Pictures are not part of the copy. Reproduce all the records exactly.

(DATASET EXTRACT)

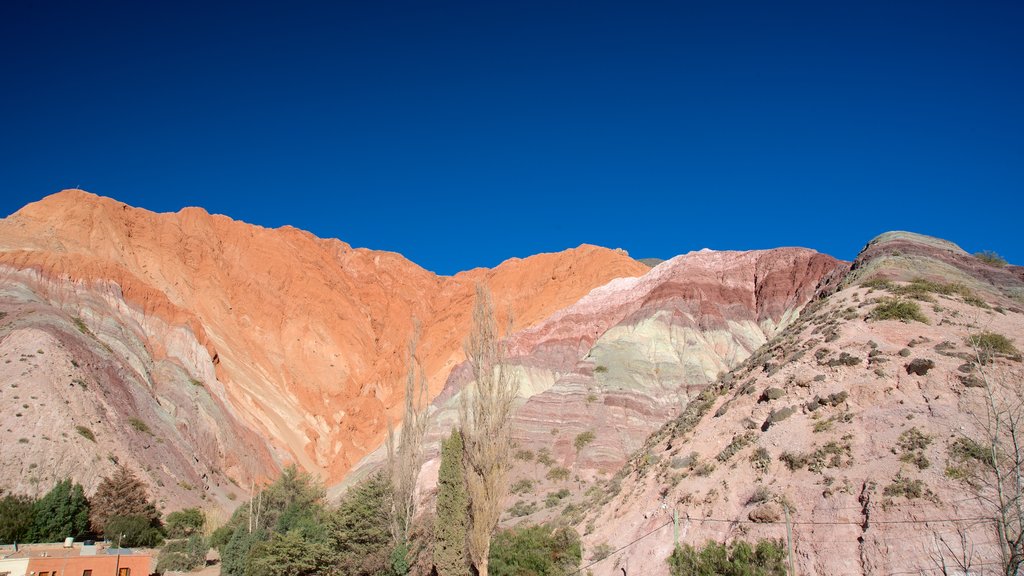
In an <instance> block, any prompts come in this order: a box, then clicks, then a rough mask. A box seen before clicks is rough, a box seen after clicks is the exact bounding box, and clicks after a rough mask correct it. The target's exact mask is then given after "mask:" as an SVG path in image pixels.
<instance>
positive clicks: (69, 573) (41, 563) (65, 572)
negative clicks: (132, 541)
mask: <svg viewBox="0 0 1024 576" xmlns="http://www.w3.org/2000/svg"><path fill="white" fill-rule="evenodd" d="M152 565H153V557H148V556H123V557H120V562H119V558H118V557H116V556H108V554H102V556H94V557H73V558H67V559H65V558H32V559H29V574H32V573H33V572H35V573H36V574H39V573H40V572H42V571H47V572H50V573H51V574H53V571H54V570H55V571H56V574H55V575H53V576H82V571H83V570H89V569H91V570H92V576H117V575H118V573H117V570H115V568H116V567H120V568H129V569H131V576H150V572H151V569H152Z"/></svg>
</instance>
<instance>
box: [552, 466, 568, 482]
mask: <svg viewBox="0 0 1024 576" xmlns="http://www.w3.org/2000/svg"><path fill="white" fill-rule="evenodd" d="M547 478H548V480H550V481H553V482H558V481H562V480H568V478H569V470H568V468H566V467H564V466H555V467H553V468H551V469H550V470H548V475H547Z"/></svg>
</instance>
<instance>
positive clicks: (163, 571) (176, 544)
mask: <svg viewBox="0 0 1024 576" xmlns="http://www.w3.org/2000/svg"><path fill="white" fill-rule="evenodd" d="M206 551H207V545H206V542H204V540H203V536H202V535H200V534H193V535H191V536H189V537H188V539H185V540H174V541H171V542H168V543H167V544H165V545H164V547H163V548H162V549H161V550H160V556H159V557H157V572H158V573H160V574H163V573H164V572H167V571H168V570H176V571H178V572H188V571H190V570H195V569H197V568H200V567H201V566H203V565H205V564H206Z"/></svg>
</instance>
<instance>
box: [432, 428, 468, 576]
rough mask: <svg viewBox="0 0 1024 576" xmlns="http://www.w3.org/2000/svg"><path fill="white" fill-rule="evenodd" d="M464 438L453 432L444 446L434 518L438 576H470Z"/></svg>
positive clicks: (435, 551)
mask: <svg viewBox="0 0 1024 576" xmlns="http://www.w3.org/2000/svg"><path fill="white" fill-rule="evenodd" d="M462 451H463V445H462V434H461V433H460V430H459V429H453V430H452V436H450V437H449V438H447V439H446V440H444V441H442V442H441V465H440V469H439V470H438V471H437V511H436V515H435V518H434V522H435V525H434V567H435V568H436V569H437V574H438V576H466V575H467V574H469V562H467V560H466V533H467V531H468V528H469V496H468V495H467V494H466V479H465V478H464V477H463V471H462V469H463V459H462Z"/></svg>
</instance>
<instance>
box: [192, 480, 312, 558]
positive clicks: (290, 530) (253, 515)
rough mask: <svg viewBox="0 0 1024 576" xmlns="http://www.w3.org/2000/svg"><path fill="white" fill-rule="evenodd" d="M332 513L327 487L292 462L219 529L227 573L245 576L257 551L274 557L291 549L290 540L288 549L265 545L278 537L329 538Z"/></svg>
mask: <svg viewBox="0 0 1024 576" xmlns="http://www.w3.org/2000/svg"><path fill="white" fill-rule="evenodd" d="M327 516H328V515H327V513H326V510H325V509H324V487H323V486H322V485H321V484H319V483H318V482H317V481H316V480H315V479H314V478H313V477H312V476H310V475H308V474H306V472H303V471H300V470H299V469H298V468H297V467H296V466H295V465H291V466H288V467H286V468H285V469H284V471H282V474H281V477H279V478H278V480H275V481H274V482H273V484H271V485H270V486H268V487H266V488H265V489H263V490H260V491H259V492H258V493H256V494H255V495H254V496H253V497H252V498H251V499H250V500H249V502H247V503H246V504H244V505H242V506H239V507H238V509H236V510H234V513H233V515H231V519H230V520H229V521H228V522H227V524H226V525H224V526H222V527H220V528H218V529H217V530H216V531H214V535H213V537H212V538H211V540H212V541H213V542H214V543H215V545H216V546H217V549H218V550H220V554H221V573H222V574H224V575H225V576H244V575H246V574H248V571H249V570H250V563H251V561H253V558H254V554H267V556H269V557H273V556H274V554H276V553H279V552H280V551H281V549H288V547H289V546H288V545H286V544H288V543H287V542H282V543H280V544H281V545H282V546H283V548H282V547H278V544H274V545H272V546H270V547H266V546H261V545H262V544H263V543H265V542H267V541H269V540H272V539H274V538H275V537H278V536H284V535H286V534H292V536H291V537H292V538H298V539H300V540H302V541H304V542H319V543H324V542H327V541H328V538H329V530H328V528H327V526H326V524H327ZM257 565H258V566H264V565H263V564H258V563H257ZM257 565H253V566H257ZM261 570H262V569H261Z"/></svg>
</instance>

(End DATASET EXTRACT)

§ ANSWER SPACE:
In an <instance> block, any prompts come in this order: a box, then clicks, then a rough mask. A box seen before clicks is rough, a box seen after clicks is the exact bounding box, and clicks after a rough mask correct it. The target's exact mask is then given after "mask:" as an SVG path in image pixels.
<instance>
positive clicks: (69, 573) (41, 563) (65, 572)
negative clicks: (132, 541)
mask: <svg viewBox="0 0 1024 576" xmlns="http://www.w3.org/2000/svg"><path fill="white" fill-rule="evenodd" d="M152 565H153V557H148V556H123V557H120V562H119V558H118V557H116V556H108V554H102V556H94V557H73V558H67V559H65V558H32V559H29V574H32V573H33V572H35V573H36V574H39V573H40V572H42V571H47V572H50V573H51V574H53V571H54V570H55V571H56V574H55V575H53V576H82V571H83V570H89V569H91V570H92V576H117V575H118V573H117V570H115V568H116V567H120V568H129V569H131V576H150V572H151V569H152Z"/></svg>
</instance>
<instance>
box: [552, 466, 568, 482]
mask: <svg viewBox="0 0 1024 576" xmlns="http://www.w3.org/2000/svg"><path fill="white" fill-rule="evenodd" d="M547 478H548V480H550V481H553V482H558V481H562V480H568V478H569V470H568V468H566V467H564V466H555V467H553V468H551V469H550V470H548V475H547Z"/></svg>
</instance>
<instance>
positive clicks: (163, 571) (176, 544)
mask: <svg viewBox="0 0 1024 576" xmlns="http://www.w3.org/2000/svg"><path fill="white" fill-rule="evenodd" d="M206 551H207V545H206V542H204V540H203V536H202V535H200V534H193V535H191V536H189V537H188V539H185V540H174V541H171V542H168V543H167V544H165V545H164V547H163V548H162V549H161V550H160V556H159V557H157V572H158V573H160V574H163V573H164V572H167V571H168V570H176V571H178V572H188V571H190V570H195V569H197V568H200V567H201V566H203V565H205V564H206Z"/></svg>
</instance>
<instance>
box: [432, 428, 468, 576]
rough mask: <svg viewBox="0 0 1024 576" xmlns="http://www.w3.org/2000/svg"><path fill="white" fill-rule="evenodd" d="M464 438L453 432L444 446L434 518L438 576H470Z"/></svg>
positive clicks: (435, 551)
mask: <svg viewBox="0 0 1024 576" xmlns="http://www.w3.org/2000/svg"><path fill="white" fill-rule="evenodd" d="M462 451H463V445H462V434H461V433H460V430H459V429H453V430H452V436H450V437H449V438H447V439H446V440H444V441H442V442H441V465H440V469H439V470H438V471H437V511H436V515H435V518H434V522H435V525H434V567H435V568H436V569H437V574H438V576H466V575H467V574H469V562H467V560H466V533H467V531H468V528H469V496H468V495H467V494H466V479H465V478H464V477H463V471H462V469H463V459H462Z"/></svg>
</instance>
<instance>
box: [192, 480, 312, 558]
positive clicks: (290, 530) (253, 515)
rough mask: <svg viewBox="0 0 1024 576" xmlns="http://www.w3.org/2000/svg"><path fill="white" fill-rule="evenodd" d="M332 513L327 487L292 462L219 529L227 573L245 576L257 551L274 557L291 549L290 540L288 549L265 545L278 537L329 538Z"/></svg>
mask: <svg viewBox="0 0 1024 576" xmlns="http://www.w3.org/2000/svg"><path fill="white" fill-rule="evenodd" d="M327 516H328V515H327V513H326V510H325V509H324V487H323V486H322V485H321V484H319V483H318V482H317V481H316V480H315V479H314V478H313V477H312V476H310V475H308V474H306V472H303V471H300V470H299V469H298V468H297V467H296V466H295V465H291V466H288V467H286V468H285V469H284V471H282V474H281V477H279V478H278V480H275V481H274V482H273V484H271V485H270V486H268V487H266V488H265V489H263V490H260V491H259V492H258V493H256V494H255V495H254V496H253V497H252V498H251V499H250V500H249V502H247V503H246V504H244V505H242V506H239V507H238V509H236V510H234V513H233V515H231V519H230V520H229V521H228V522H227V524H226V525H224V526H222V527H220V528H218V529H217V530H216V531H214V535H213V537H212V538H211V540H212V541H213V542H214V543H215V545H216V546H217V549H218V550H220V554H221V573H222V574H224V575H225V576H244V575H246V574H248V571H249V570H250V563H251V561H253V558H254V554H267V556H269V557H273V556H274V554H276V553H279V552H280V551H281V549H288V547H289V546H288V545H286V544H288V543H287V542H282V543H280V544H281V545H282V546H283V548H282V547H278V544H274V545H272V546H270V547H266V546H261V545H262V544H263V543H265V542H267V541H269V540H272V539H274V538H275V537H278V536H284V535H286V534H292V536H291V537H292V538H298V539H300V540H302V541H304V542H319V543H324V542H327V541H328V538H329V530H328V528H327V526H326V524H327ZM257 565H258V566H264V565H263V564H258V563H257ZM257 565H253V566H257ZM261 570H262V569H261Z"/></svg>
</instance>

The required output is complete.